Work to complete >> What you give back from the listing below should be an exact copy of the lines from the one with "In this practice step, locate the paper" down to the one with "of the blue sky", and it should contain no pictures.

Source material >>
++++++++++

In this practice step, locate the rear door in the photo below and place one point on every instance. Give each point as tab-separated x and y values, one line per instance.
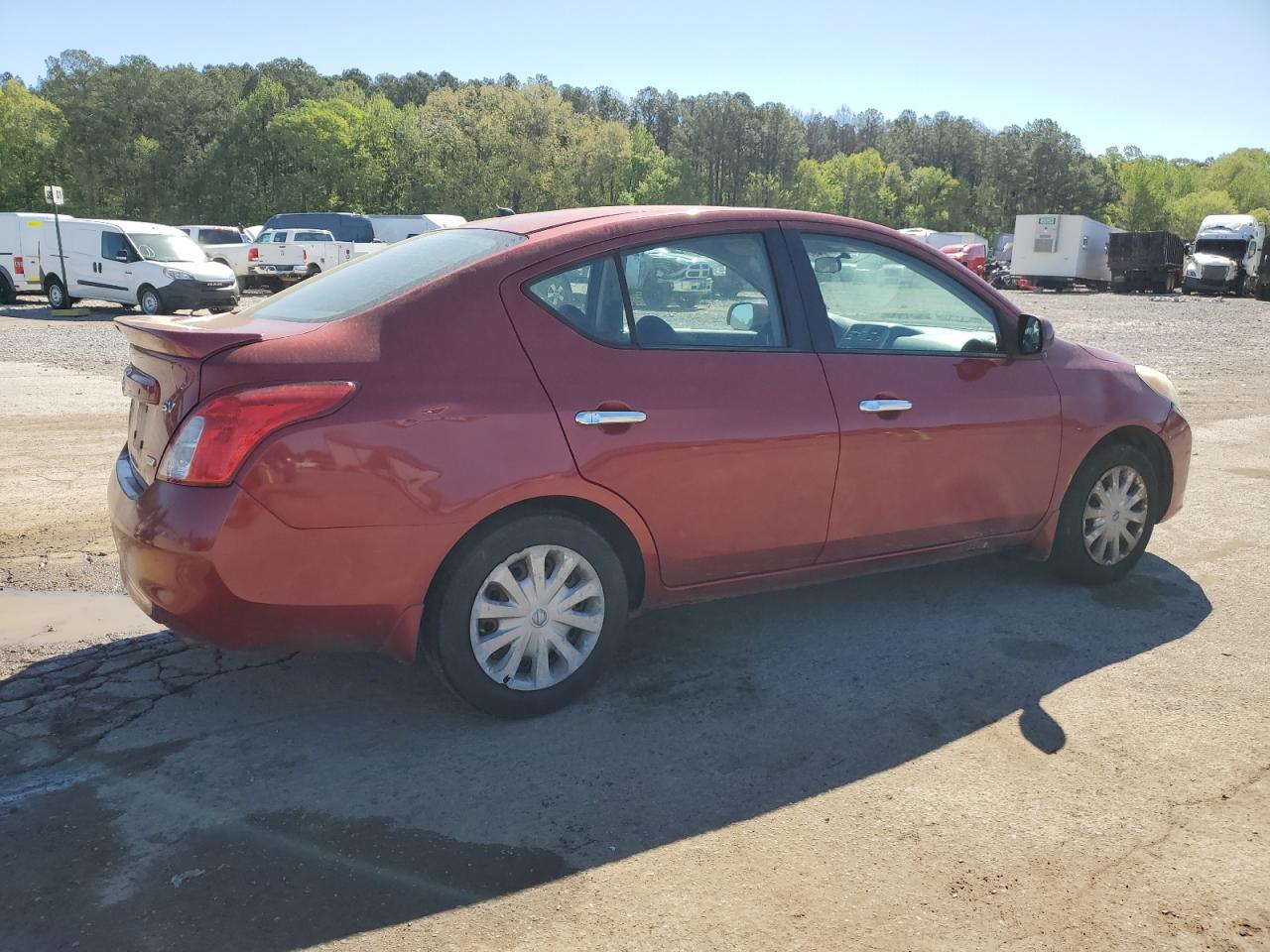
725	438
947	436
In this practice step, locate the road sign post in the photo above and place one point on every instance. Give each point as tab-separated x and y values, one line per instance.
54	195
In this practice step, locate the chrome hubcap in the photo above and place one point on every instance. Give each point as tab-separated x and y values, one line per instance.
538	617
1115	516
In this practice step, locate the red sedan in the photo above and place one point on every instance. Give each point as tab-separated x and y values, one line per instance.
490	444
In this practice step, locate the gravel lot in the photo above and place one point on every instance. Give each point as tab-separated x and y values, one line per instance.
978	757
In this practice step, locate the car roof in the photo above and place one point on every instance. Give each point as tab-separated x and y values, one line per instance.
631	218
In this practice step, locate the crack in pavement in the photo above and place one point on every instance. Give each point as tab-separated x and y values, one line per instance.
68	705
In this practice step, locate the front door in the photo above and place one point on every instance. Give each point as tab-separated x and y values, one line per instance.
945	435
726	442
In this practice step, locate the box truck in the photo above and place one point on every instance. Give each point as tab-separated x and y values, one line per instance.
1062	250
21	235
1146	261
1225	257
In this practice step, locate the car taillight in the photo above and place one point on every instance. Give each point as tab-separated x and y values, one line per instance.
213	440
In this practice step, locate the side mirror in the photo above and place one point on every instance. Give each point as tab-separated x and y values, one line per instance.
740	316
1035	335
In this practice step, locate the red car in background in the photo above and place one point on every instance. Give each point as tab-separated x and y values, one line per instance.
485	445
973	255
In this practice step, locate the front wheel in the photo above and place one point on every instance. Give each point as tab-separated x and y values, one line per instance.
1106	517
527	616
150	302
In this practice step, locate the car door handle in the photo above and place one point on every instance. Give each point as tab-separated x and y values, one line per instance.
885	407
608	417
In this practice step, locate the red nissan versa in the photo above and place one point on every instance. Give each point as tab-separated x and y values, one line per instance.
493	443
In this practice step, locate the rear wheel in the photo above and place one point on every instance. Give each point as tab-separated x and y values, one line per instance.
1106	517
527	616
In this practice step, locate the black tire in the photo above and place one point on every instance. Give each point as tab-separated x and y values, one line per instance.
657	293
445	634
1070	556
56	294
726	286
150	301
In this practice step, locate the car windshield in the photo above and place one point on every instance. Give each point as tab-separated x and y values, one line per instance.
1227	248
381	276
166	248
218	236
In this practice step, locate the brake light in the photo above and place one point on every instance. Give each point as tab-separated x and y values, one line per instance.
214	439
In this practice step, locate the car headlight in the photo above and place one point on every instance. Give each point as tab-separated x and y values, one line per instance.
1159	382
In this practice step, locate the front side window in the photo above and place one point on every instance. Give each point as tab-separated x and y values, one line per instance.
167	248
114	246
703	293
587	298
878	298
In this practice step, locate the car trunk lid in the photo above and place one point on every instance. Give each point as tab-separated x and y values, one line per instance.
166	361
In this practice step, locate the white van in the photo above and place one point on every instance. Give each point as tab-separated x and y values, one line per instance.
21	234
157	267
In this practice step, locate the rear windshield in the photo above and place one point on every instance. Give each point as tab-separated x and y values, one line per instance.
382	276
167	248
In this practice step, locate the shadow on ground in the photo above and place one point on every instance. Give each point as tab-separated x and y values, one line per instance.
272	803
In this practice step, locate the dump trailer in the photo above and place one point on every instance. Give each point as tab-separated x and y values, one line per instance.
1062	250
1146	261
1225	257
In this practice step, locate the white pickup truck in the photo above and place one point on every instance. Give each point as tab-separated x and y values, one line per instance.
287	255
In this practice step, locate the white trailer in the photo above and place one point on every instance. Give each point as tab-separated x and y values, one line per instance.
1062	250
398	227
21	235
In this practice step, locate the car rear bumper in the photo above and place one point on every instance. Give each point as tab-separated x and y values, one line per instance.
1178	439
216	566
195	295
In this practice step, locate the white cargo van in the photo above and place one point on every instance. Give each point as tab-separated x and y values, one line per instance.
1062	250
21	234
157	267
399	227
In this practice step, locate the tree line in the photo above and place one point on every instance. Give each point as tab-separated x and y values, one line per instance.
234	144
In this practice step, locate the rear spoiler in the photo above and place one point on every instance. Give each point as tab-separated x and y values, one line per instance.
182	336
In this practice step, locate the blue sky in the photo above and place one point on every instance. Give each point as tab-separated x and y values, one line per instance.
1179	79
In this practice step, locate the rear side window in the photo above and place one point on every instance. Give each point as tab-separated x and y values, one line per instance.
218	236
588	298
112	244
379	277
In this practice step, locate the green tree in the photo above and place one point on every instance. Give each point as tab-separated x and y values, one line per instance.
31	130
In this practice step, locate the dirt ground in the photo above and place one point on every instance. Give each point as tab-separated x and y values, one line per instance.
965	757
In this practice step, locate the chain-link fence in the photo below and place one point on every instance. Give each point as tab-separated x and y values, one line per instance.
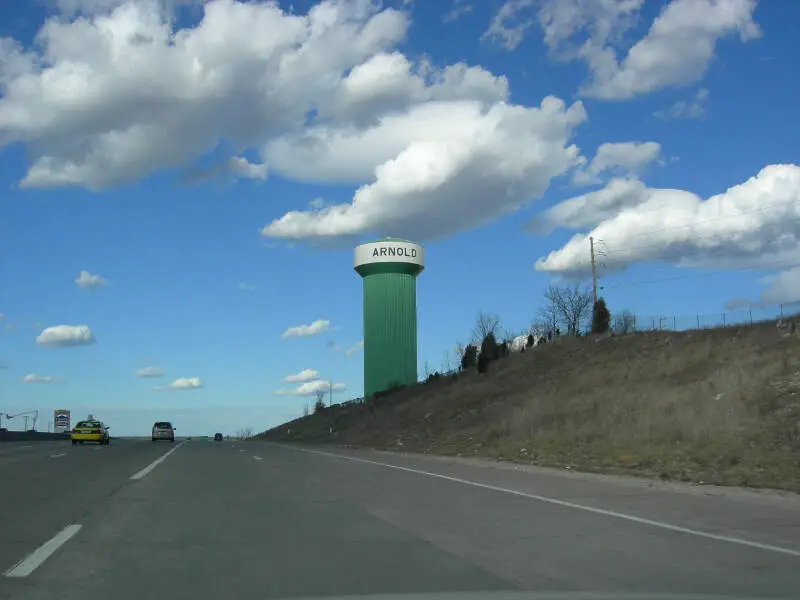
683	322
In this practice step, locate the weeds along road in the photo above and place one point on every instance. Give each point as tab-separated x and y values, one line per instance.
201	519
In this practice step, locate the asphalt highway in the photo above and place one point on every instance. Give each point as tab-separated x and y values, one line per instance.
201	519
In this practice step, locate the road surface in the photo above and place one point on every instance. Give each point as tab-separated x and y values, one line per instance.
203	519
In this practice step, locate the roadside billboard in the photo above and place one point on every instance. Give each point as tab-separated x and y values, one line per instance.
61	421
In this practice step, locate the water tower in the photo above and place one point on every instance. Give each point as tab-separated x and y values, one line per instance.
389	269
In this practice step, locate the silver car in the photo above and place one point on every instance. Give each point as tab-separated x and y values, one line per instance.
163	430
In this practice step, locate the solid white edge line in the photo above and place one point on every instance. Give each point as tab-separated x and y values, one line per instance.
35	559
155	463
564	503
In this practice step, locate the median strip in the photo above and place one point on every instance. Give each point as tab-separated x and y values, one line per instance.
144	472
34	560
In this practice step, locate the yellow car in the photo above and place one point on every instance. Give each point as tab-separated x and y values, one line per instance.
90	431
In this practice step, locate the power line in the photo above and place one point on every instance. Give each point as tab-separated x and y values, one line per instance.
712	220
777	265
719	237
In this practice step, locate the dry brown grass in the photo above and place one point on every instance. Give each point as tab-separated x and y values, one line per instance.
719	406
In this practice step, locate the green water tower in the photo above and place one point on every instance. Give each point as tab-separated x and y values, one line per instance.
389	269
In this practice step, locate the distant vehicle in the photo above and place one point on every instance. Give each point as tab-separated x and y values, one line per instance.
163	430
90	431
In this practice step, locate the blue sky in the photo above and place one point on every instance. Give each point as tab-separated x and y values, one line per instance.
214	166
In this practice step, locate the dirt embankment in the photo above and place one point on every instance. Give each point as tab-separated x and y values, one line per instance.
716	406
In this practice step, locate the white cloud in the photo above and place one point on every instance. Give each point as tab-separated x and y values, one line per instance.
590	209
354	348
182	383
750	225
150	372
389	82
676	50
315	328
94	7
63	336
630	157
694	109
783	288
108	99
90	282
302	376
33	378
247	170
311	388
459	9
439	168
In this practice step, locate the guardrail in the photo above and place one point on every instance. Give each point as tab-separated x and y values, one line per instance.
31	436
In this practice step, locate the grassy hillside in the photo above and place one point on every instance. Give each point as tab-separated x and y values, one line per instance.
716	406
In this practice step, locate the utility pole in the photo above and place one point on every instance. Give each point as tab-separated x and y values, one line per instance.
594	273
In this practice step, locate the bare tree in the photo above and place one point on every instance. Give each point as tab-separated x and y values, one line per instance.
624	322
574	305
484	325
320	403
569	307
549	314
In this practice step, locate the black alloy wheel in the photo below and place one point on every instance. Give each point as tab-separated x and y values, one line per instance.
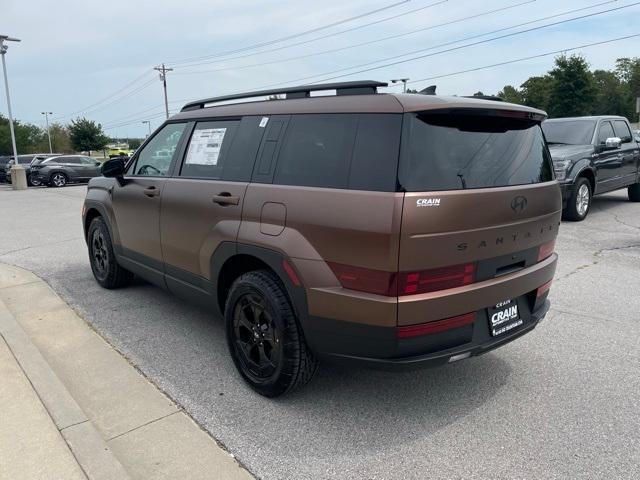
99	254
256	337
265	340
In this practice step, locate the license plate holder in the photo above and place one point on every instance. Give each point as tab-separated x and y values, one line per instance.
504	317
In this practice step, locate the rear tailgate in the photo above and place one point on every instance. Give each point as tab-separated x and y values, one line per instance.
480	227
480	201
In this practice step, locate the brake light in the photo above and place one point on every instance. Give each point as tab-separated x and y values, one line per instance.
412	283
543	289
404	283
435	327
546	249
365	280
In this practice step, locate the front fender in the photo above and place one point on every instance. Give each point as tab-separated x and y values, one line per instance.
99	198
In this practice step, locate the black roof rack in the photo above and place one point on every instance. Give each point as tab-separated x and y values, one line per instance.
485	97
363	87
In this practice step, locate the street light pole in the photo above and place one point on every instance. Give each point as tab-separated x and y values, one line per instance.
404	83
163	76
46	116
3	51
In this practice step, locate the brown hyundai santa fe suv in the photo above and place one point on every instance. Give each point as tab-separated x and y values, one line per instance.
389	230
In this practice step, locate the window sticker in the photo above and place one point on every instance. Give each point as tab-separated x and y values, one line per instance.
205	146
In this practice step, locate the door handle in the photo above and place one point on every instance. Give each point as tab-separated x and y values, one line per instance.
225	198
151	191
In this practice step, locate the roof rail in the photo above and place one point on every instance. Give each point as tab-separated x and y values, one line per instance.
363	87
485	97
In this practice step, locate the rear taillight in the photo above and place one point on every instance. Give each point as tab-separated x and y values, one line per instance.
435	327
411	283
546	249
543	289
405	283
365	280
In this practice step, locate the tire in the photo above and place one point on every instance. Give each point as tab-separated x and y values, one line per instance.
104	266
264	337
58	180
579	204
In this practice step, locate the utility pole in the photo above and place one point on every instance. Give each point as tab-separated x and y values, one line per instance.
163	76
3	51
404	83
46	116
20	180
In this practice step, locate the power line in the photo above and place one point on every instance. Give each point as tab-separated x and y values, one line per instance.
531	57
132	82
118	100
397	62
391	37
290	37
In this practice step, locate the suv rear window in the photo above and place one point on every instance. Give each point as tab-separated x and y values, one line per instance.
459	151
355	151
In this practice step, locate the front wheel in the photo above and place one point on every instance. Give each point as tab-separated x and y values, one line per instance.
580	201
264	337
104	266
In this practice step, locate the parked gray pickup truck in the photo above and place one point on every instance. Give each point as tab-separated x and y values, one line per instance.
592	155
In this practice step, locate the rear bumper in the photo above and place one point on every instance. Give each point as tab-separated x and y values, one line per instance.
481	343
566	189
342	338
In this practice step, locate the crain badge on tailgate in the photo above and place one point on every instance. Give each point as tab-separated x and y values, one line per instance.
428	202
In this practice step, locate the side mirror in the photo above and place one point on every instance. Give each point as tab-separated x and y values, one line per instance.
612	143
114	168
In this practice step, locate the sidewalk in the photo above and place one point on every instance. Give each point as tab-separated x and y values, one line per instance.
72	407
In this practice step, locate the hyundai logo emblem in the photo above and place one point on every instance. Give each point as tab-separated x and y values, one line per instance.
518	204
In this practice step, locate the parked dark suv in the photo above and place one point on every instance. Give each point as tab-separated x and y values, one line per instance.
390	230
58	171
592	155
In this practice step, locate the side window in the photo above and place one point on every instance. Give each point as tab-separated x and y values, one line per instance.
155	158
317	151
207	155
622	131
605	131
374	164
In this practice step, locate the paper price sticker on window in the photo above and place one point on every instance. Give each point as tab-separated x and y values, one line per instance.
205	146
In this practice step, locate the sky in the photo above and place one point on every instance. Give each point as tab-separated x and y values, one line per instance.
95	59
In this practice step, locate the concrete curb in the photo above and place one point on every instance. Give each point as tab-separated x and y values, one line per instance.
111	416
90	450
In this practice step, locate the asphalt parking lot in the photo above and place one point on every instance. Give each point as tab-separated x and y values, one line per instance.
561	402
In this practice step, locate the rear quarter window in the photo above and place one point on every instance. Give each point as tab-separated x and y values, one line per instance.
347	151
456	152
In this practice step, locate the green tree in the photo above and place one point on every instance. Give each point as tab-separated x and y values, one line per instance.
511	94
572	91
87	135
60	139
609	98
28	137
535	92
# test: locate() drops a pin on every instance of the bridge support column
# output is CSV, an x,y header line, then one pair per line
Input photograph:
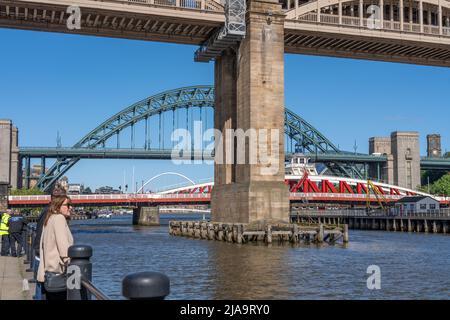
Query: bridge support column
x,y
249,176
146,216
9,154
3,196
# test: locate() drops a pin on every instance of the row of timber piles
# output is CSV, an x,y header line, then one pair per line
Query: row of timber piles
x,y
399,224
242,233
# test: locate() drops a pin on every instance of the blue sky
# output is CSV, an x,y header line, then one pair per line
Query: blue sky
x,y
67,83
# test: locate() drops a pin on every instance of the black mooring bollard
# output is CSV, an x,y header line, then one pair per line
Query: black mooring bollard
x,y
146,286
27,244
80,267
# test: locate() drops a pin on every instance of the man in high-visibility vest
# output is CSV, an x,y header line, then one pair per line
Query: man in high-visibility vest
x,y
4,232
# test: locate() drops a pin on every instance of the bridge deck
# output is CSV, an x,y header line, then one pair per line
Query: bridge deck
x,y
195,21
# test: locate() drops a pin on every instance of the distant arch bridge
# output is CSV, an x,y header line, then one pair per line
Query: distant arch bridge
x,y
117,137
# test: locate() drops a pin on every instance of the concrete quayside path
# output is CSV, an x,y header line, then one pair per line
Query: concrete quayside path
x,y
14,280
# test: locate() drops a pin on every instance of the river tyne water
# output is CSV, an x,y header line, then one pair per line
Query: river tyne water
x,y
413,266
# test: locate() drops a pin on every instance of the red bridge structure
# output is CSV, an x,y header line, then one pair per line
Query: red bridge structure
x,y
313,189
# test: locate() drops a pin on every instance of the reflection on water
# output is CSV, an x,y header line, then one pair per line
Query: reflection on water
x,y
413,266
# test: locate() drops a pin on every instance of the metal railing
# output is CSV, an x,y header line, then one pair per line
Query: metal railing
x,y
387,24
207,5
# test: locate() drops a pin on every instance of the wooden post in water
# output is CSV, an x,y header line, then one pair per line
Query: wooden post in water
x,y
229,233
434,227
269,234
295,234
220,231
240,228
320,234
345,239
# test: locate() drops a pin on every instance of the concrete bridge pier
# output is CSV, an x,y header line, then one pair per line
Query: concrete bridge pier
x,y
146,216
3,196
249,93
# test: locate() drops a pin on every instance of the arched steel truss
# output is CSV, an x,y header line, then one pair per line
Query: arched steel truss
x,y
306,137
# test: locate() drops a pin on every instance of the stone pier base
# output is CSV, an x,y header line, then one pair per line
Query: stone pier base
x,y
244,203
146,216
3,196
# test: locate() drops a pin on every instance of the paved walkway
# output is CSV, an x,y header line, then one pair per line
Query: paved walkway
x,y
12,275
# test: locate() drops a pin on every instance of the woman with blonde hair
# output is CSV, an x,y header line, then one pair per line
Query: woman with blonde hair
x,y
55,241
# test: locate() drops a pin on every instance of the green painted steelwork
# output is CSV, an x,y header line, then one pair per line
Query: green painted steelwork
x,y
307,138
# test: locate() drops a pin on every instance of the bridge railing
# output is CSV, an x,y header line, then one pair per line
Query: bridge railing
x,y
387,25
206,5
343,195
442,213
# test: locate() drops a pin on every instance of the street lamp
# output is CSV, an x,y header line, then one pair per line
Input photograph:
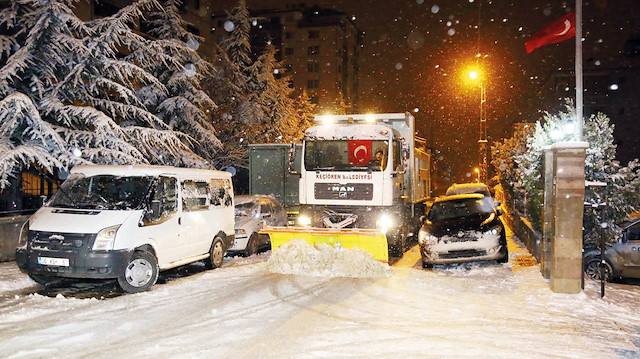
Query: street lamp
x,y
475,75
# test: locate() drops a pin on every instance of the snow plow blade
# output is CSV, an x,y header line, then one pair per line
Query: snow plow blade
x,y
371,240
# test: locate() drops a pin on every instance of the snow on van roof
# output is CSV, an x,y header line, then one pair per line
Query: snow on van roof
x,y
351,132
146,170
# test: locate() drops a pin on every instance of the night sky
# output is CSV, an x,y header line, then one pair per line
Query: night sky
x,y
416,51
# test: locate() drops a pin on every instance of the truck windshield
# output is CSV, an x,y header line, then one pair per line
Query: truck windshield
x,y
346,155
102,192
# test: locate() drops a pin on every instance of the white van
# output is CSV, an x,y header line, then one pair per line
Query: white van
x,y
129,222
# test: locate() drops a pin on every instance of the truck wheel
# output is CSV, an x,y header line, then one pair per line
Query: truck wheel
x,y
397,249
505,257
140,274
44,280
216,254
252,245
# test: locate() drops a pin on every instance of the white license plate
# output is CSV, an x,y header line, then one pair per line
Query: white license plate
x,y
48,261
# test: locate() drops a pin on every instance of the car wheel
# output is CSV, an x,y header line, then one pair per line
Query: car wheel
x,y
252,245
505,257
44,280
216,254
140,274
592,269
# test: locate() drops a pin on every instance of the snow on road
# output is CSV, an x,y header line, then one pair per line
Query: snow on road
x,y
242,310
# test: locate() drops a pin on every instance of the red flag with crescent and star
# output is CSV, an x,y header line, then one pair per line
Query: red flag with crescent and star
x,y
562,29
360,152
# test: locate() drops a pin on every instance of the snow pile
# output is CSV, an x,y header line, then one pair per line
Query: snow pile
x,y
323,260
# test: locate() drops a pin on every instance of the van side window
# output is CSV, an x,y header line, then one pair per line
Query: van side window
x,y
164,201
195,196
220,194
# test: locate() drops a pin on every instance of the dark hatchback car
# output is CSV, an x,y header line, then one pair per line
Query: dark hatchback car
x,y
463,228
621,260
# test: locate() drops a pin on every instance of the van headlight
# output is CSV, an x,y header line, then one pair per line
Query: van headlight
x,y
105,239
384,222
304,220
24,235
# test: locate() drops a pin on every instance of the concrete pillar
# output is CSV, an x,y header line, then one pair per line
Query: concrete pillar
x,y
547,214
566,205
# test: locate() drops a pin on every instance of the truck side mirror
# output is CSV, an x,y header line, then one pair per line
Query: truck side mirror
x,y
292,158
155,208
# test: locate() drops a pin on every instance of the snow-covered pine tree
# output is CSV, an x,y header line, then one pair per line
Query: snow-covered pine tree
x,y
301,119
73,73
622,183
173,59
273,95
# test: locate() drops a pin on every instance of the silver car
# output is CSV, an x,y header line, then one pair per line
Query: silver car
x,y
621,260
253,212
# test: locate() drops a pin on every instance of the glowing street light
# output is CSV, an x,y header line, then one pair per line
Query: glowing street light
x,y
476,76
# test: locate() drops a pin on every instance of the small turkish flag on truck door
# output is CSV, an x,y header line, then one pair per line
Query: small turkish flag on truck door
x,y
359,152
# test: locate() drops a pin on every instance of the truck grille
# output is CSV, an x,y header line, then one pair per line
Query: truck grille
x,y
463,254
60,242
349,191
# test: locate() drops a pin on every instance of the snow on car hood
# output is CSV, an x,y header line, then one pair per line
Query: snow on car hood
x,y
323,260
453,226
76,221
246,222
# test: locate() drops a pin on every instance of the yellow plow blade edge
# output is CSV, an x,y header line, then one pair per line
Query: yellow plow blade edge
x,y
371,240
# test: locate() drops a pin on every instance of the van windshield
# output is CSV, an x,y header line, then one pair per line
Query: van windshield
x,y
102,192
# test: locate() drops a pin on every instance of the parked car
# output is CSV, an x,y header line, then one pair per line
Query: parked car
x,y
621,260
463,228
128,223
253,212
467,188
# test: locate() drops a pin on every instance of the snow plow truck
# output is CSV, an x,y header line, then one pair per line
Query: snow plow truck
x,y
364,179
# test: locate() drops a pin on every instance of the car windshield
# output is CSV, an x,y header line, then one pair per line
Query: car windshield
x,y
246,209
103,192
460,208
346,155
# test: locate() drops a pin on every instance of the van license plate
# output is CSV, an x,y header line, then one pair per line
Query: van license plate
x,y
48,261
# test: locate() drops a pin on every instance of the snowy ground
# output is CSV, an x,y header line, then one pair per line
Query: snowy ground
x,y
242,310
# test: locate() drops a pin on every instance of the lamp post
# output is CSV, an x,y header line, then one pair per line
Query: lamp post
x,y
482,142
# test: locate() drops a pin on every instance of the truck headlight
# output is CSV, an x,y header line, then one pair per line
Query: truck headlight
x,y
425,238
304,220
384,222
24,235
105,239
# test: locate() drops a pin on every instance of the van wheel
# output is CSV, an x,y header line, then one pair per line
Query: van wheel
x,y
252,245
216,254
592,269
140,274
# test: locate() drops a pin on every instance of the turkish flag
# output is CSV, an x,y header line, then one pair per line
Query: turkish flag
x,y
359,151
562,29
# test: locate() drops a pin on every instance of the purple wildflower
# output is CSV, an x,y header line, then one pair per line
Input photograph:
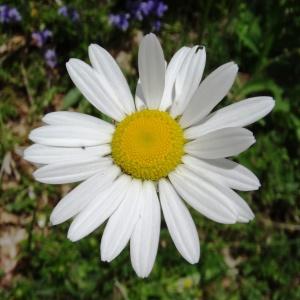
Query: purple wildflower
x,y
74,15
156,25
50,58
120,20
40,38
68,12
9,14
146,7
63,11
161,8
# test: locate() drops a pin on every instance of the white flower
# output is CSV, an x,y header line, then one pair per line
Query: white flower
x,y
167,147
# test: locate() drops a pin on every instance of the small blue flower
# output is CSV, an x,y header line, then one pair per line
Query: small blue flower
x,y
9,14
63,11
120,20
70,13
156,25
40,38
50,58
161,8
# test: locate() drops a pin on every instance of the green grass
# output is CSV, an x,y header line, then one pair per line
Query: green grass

++++++++++

Final answer >>
In this practice step, locate the paper price sticker on window in the photo above and place one point on every instance. Give each point as tab-separated x and y values, one line per instance.
205	146
In this practice step, locate the sky in the photo above and place one point on every instance. Give each point as tab-separated x and y values, one line per instance.
95	59
In this practice step, locate the concrete curb in the photo above and place one point on every instance. Give each point as tab-separated x and y values, one line per instance.
111	416
90	450
In this practice step, locate the asphalt parking lot in the photo above and place one point on every instance. Give each point as tab-separated x and y values, one line per instance.
561	402
In this practice step, locate the rear quarter window in the photo above and place one point on every instance. Give each point as tab-separated x and y values, one line per instance.
347	151
456	152
In this practice step, locate the green tree in the photo above and place one point on every instance. Give each point as tab-separated x and y values, one line per instance.
511	94
572	91
87	135
60	139
609	98
28	137
535	92
# test: locate() drops a pin on every instance of the bridge support column
# output is CSV, an x,y header line, then one pair per line
Input photograph:
Query: bridge support column
x,y
249,176
146,216
9,154
3,196
# test: locate() drops a pin on every instance of the row of timber piles
# output is CSV, an x,y header line, then one pair per line
Query: row of timber piles
x,y
399,224
242,233
# test: locate() drops a pin on every instance of the blue sky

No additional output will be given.